## PARTS OF THE EXERCISE
**1)** Please shorten the paragraph beginning "Nzeribe filed an impeachment motion" in the news article on the impeachment motion against Nigeria's president, keeping its main facts.
**2)** Duplicate the passage of the news article on the impeachment motion against Nigeria's president between "Christian leaders blast" and "he told Newsroom.", inclusive.
**3)** Pick up the news article on the impeachment motion against Nigeria's president where it ends, and write its next paragraph.

══ EXCERPTED TEXT

Christian leaders blast motion to impeach Nigeria president

Monday, April 24, 2000 | Tag Cloud Tags:

LAGOS, 24 April 2000 (Newsroom) – Religious and political leaders have soundly condemned the attempt by a controversial senator to launch impeachment proceedings against President Olusegun Obasanjo, a move they say is meant to embarrass the country’s first elected president in nearly two decades.

Sunday Mbang, president of the Christian Association of Nigeria (CAN), described the impeachment motion filed last week by Senator Arthur Nzeribe as unwarranted and warned the National Assembly not to consider it. “Should the National Assembly members concentrate on impeachment, CAN may be forced to mobilize Christians and Muslims with like minds to storm Abuja (the capital city) to chase them out,” he told Newsroom.

Nzeribe filed an impeachment motion at the Senate on April 18, listing 15 allegations of gross misconduct that he said warrant the removal of the president. He accused Obasanjo of corruption, nepotism, “misapplication of public funds,” and fraud. The president’s office dismissed the allegations as frivolous. The Senate referred the impeachment motion to its Ethics, Privileges, and Public Relations Committee for investigation.

Since Obasanjo, who describes himself as a born-again Christian, took office on May 29, 1999, he has created commissions to root out corruption and to reconcile warring religious and ethnic factions.

Nzeribe, a Christian who once stated his intention of becoming a Muslim but did not, led the Association for Better Nigeria (ABN), which succeeded in aborting the nation’s third republic seven years ago. The presidential election of June 12, 1993, which would have inaugurated the third republic, was annulled by former military President Ibrahim Babangida when ABN challenged the election in court.

Muslim leaders have remained largely silent on the impeachment motion, although former head of state General Abdulsalami Abubakar was quoted in The Guardian newspaper on Monday as saying that democracy has taken root in Nigeria and deserves the support of the populace. “I am sure this country will come out of the crisis more united,” he told The Guardian, Nigeria’s largest daily newspaper. Abubakar was the military head of state under whose administration elections were held last year and democracy was restored.

════
══ SUPPLIED INFORMATION

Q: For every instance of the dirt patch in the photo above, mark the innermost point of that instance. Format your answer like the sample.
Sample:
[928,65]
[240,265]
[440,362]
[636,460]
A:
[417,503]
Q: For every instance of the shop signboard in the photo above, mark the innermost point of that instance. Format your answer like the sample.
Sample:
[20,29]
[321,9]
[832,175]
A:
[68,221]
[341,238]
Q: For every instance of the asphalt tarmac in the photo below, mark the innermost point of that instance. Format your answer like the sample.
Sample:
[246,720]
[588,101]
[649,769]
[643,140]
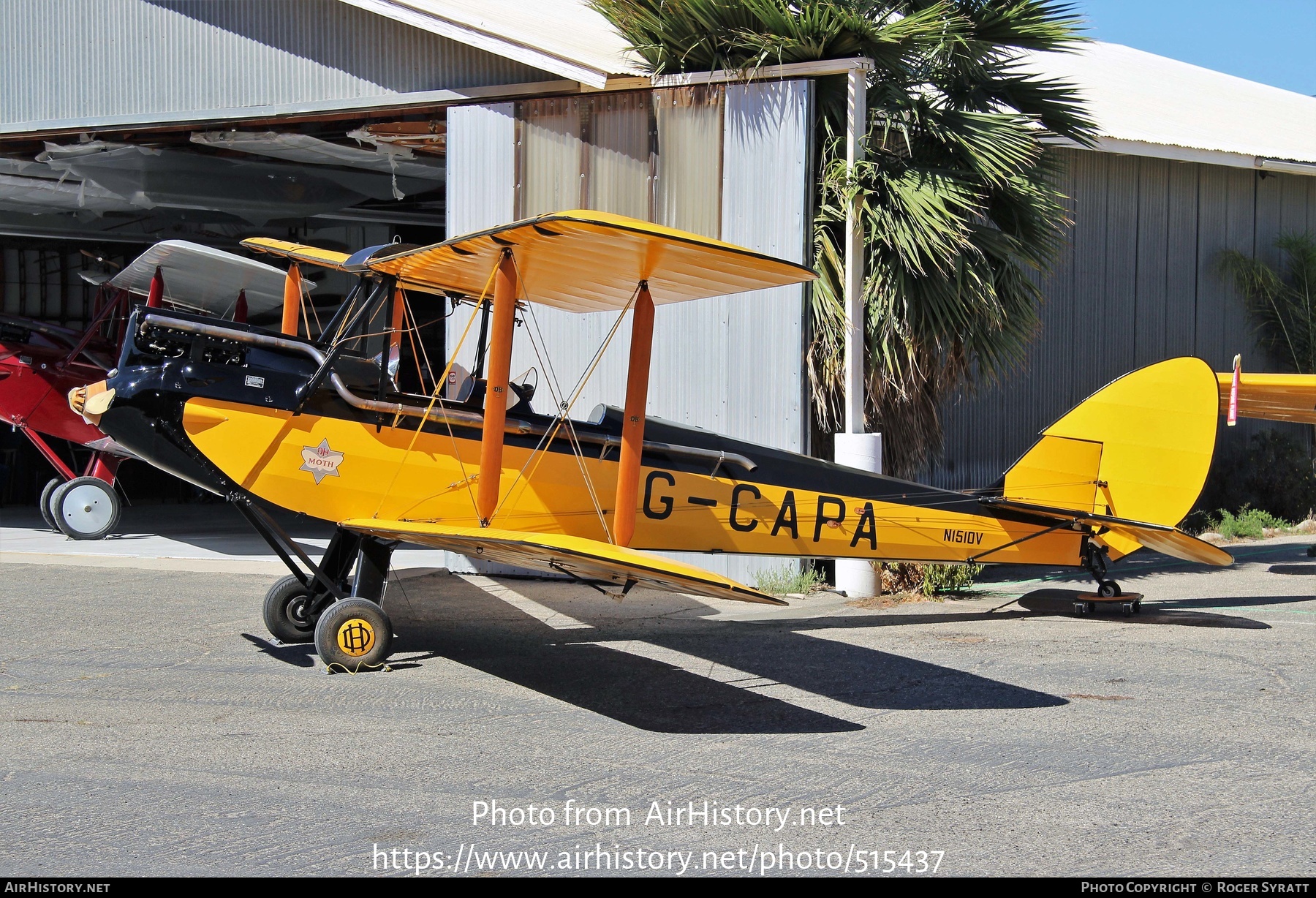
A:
[149,726]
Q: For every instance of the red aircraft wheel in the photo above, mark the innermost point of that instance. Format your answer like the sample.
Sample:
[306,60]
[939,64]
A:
[48,493]
[86,508]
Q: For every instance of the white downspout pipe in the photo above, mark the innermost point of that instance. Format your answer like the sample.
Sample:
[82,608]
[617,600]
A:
[855,448]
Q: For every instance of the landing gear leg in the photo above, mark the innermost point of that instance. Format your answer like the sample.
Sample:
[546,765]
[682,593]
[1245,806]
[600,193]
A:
[294,605]
[1095,562]
[355,633]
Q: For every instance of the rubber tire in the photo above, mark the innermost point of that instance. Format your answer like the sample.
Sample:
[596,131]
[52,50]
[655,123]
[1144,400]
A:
[64,516]
[339,614]
[286,626]
[46,495]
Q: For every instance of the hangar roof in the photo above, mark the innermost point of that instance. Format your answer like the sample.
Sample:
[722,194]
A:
[565,37]
[1145,105]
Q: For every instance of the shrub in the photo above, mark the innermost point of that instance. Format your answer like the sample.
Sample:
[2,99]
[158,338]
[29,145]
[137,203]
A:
[1249,521]
[929,580]
[787,578]
[1273,473]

════

## WRITTEN ANSWERS
**1)** On April 18, Senator Arthur Nzeribe filed an impeachment motion at the Senate listing 15 allegations of gross misconduct against President Obasanjo, including corruption, nepotism, misapplication of public funds, and fraud. The president's office called the allegations frivolous, and the Senate sent the motion to its Ethics, Privileges, and Public Relations Committee for investigation.

**2)**
Christian leaders blast motion to impeach Nigeria president

Monday, April 24, 2000 | Tag Cloud Tags:

LAGOS, 24 April 2000 (Newsroom) – Religious and political leaders have soundly condemned the attempt by a controversial senator to launch impeachment proceedings against President Olusegun Obasanjo, a move they say is meant to embarrass the country’s first elected president in nearly two decades.

Sunday Mbang, president of the Christian Association of Nigeria (CAN), described the impeachment motion filed last week by Senator Arthur Nzeribe as unwarranted and warned the National Assembly not to consider it. “Should the National Assembly members concentrate on impeachment, CAN may be forced to mobilize Christians and Muslims with like minds to storm Abuja (the capital city) to chase them out,” he told Newsroom.

**3)**
Mbang blamed Nigerians for electing people like Nzeribe to the Senate and House of Representatives. Politicians like Nzeribe, the CAN president said, have nothing to offer but anarchy. “I do not know what the likes of Nzeribe, who contributed to the problems that almost destroyed their country, are doing in the National Assembly. What kind of laws can somebody like Nzeribe, who do not believe in democracy, make in a democratic system?”

The chairman of the Alliance for Democracy, one of the country’s three political parties, expressed concern over what he described as a dangerous drama unfolding at the National Assembly to remove President Obasanjo.

The party supports both the federal government and the president, Yusuf Maman said, adding that “we cannot afford to stand by and watch it undermined.”

Nigeria’s Nobel Prize winner, Wole Soyinka, said Nzeribe should be ignored. “He has nothing to live for except attention, so don’t give it to him,” Soyinka told Newsroom.

While some analysts do not view the impeachment threat as serious, others fear it could be an indirect invitation to the military to take over. However, Rear Admiral Ibrahim Ogohi, chief of defense staff, said in a rare public statement last week that the military stands ready to defend democracy.

Copyright © 2000 Newsroom.
Used with permission.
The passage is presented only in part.